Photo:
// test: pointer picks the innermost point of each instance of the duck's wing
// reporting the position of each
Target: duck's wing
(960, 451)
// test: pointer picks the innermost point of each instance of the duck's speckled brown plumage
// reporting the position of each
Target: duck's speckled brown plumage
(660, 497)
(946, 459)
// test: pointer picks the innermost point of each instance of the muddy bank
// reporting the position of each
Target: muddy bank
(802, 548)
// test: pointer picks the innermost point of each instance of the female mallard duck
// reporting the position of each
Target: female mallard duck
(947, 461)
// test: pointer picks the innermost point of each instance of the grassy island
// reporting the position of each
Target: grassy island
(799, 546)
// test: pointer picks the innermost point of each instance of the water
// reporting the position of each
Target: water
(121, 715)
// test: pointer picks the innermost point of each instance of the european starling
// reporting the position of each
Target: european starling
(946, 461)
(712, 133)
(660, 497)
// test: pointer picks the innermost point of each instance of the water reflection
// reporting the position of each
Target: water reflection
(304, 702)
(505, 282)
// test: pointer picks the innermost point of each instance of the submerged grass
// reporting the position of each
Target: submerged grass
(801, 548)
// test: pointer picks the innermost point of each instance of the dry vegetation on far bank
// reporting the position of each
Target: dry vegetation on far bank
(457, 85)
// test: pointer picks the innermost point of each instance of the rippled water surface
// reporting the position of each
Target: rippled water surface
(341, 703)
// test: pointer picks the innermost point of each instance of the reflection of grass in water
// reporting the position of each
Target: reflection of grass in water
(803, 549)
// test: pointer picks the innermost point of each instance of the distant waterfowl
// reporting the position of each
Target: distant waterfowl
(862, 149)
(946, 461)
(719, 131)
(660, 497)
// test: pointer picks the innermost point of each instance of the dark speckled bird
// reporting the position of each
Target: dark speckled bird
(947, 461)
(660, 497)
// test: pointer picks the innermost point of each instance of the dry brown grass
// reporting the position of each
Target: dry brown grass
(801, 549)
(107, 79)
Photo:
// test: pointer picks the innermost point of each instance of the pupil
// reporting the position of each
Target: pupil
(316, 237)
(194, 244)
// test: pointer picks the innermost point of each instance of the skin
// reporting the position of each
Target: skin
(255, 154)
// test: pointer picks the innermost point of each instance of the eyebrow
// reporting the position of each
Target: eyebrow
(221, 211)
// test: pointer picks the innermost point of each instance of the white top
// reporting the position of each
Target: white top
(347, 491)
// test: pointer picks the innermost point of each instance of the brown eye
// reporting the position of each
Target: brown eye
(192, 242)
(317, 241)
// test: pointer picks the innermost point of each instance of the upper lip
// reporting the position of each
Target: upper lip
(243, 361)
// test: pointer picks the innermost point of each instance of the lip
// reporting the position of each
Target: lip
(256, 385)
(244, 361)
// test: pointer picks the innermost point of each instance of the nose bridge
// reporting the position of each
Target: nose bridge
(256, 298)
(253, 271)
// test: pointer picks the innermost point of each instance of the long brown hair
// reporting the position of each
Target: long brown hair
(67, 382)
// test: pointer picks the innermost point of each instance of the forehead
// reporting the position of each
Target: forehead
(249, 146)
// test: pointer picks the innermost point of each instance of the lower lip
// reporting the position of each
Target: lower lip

▶ _Required action_: This task calls for each line of the material that contains "lower".

▶ _Solution to the exercise_:
// test: pointer picks the innermost point of each instance of the lower lip
Target: lower lip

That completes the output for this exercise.